## Texto fornecido

____

Os irmãos José Roberto Garcia e Paulo Garcia, sócios controladores da Kalunga, assinaram contrato para a venda, por R$ 106,2 milhões, da fabricante de material escolar Spiral para a própria Kalunga no fim de outubro – semanas antes de entrar com pedido de oferta pública inicial de ações (IPO, da sigla em inglês). Ambos são donos da Spiral, fornecedora de produtos de papelaria e escritório à varejista, e são os únicos sócios da Kalunga.
Os Garcia vão usar os recursos para pagar parte de uma dívida de R$ 481 milhões com a varejista, o que deve ajudar a reduzir a sua alavancagem atual – a dívida líquida da rede é de quase R$ 740 milhões. O restante do saldo a dever pelos sócios será quitado com montante da oferta secundária de ações do IPO, que deve ocorrer neste ano. As informações constam na minuta do prospecto preliminar da oferta publicado semanas atrás.
Com o IPO, o intuito é captar cerca de R$ 1 bilhão, dizem fontes, com emissão primária, para o caixa da rede, e secundária, para o bolso dos acionistas – a operação ainda está em andamento.

____

## Conteúdo dos dados

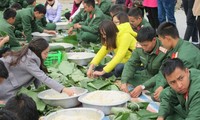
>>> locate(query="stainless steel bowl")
[78,91,131,115]
[38,87,88,108]
[32,32,56,42]
[45,108,104,120]
[67,52,96,66]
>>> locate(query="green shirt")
[0,19,20,47]
[121,40,167,87]
[159,69,200,120]
[14,8,44,42]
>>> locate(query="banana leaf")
[18,87,46,112]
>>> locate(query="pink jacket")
[143,0,158,8]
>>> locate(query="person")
[192,0,200,47]
[26,0,56,30]
[14,4,56,42]
[128,8,151,32]
[3,94,39,120]
[0,35,10,57]
[87,20,136,78]
[121,26,167,100]
[45,0,62,23]
[10,3,22,11]
[68,0,105,43]
[0,38,73,101]
[143,0,159,30]
[182,0,199,45]
[146,22,200,99]
[157,58,200,120]
[0,8,22,48]
[96,0,112,19]
[0,109,19,120]
[158,0,177,24]
[110,4,124,18]
[0,60,8,84]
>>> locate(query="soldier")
[0,8,20,48]
[14,4,56,42]
[128,8,151,32]
[121,27,167,101]
[157,58,200,120]
[97,0,112,19]
[68,0,105,43]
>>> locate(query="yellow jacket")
[91,22,137,73]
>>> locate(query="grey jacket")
[0,50,64,101]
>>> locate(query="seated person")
[109,4,124,18]
[45,0,62,23]
[3,94,39,120]
[121,27,167,99]
[96,0,112,19]
[0,8,22,48]
[68,0,105,43]
[128,8,151,32]
[14,4,56,42]
[0,109,19,120]
[157,58,200,120]
[87,17,136,78]
[26,0,56,30]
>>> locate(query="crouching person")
[157,58,200,120]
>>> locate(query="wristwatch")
[141,85,145,90]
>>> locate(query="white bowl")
[78,90,131,115]
[49,43,73,51]
[45,108,104,120]
[38,87,88,108]
[67,52,96,66]
[56,22,69,30]
[31,32,56,42]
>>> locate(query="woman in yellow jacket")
[87,17,137,78]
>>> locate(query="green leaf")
[58,61,75,76]
[18,87,46,112]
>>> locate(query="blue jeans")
[158,0,176,24]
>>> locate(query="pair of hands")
[120,83,163,101]
[67,23,82,35]
[87,64,105,78]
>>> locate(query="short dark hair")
[26,0,36,5]
[3,8,17,20]
[0,60,8,79]
[4,94,39,120]
[34,4,46,15]
[0,109,19,120]
[161,58,186,77]
[128,7,144,18]
[109,4,124,15]
[99,20,119,50]
[84,0,95,8]
[157,22,179,39]
[136,26,156,43]
[10,3,22,10]
[113,11,129,24]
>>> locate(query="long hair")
[3,38,49,73]
[99,20,119,50]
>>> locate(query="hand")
[93,71,105,77]
[120,83,129,93]
[67,27,74,35]
[62,88,74,96]
[153,86,163,101]
[74,23,81,29]
[47,30,56,35]
[131,85,143,98]
[157,117,164,120]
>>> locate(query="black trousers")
[145,7,159,30]
[182,0,198,42]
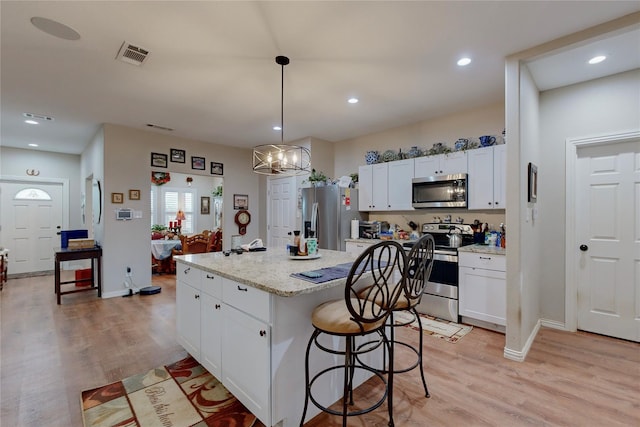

____

## Tarefa
Copie na íntegra, sem nenhuma alteração, o texto acima sobre a venda da Spiral para a Kalunga.

## Resposta
Os irmãos José Roberto Garcia e Paulo Garcia, sócios controladores da Kalunga, assinaram contrato para a venda, por R$ 106,2 milhões, da fabricante de material escolar Spiral para a própria Kalunga no fim de outubro – semanas antes de entrar com pedido de oferta pública inicial de ações (IPO, da sigla em inglês). Ambos são donos da Spiral, fornecedora de produtos de papelaria e escritório à varejista, e são os únicos sócios da Kalunga.
Os Garcia vão usar os recursos para pagar parte de uma dívida de R$ 481 milhões com a varejista, o que deve ajudar a reduzir a sua alavancagem atual – a dívida líquida da rede é de quase R$ 740 milhões. O restante do saldo a dever pelos sócios será quitado com montante da oferta secundária de ações do IPO, que deve ocorrer neste ano. As informações constam na minuta do prospecto preliminar da oferta publicado semanas atrás.
Com o IPO, o intuito é captar cerca de R$ 1 bilhão, dizem fontes, com emissão primária, para o caixa da rede, e secundária, para o bolso dos acionistas – a operação ainda está em andamento.